Your tasks —
1 – Answer the following questions from the abstract on flesinoxan challenge in borderline personality disorder. Label each answer with the matching letter.
(a) Which two pharmacological probes does the abstract say also induce release of catecholamines?
(b) How many of the BPD in-patients exhibited major depressive co-morbidity?
(c) How many BPD in-patients had a past history of suicide attempts?
2 – For each statement, decide whether it agrees with the abstract on flesinoxan challenge in borderline personality disorder. Answer yes or no, and quote the words from the abstract that decide it.
(a) The healthy controls were matched to the BPD in-patients for both gender and age.
(b) The depressed in-patients showed prolactin responses that differed from those of the controls.
(c) Flesinoxan is described as a selective 5-HT1A agonist.
3 – Resume the abstract on flesinoxan challenge in borderline personality disorder, starting after its final sentence.

Extracted text —
§

Background. A number of challenge studies have reported abnormalities of serotonergic function in borderline personality disorder (BPD). There are, however, problems with the pharmacological probes used in these studies since fenfluramine and m-CPP are not only serotonergic agents but also induce release of catecholamines, particularly dopamine. Therefore, we tested whether subjects with BPD showed a blunted prolactin (PRL) response to flesinoxan, a highly potent and selective 5-HT1A agonist.
Methods. Flesinoxan challenge test was carried out in 20 BPD in-patients and 20 healthy controls matched for gender but not for age. Since 16 BPD in-patients exhibited major depressive co-morbidity, a group of 20 depressed in-patients matched for gender but not for age was also included.
Results. BPD in-patients exhibited blunted PRL responses as compared to controls, whereas depressed in-patients did not differ from controls. Moreover, PRL responses were lower among BPD in-patients than among depressed in-patients. Among the BPD in-patients, PRL responses to flesinoxan were lower in patients with past history of suicide attempts (N = 8) than in those with a negative history.

§

Entries supplied —

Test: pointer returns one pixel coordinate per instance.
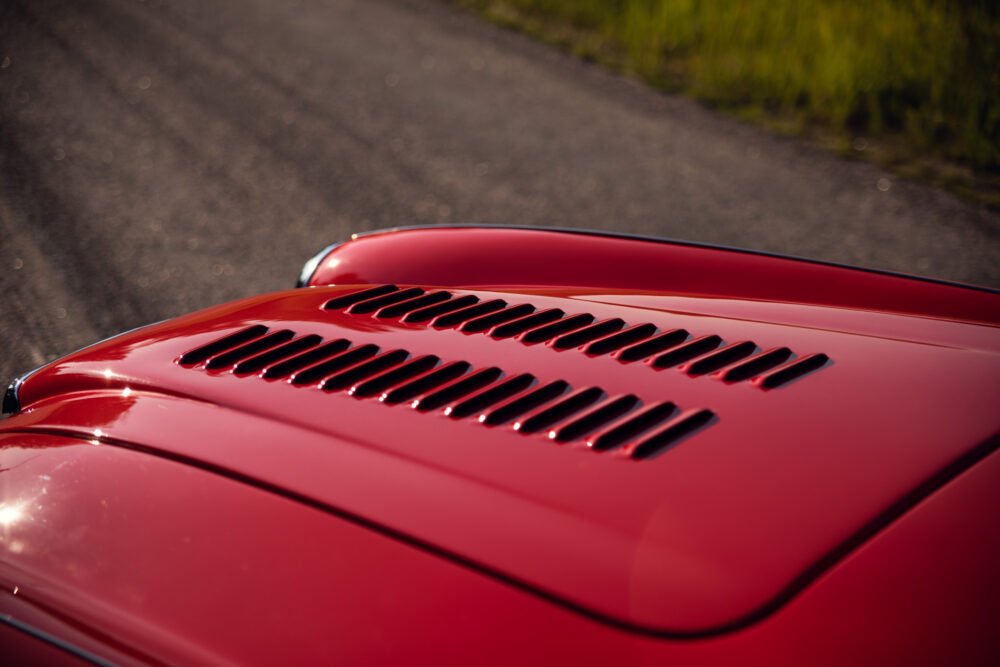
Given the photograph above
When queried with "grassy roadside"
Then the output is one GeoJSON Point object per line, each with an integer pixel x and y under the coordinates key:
{"type": "Point", "coordinates": [912, 85]}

§

Outputs in order —
1 –
(a) Fenfluramine and m-CPP
(b) 16
(c) 8

2 –
(a) No: "matched for gender but not for age"
(b) No: "whereas depressed in-patients did not differ from controls"
(c) Yes: "a highly potent and selective 5-HT1A agonist"

3 –
Conclusions. The results show major involvement of serotonergic function in BPD and are consistent with previous studies linking lower serotonergic activity with impulsivity. More particularly, our data suggest that BPD is characterized by lower 5-HT1A receptor sensitivity. Moreover, the data support the involvement of 5-HT1A activity in suicidal behaviour. However, this conclusion is limited because other hormonal responses such as ACTH and cortisol were not assessed, and because BPD was assessed by a self-report questionnaire and not a structured clinical interview.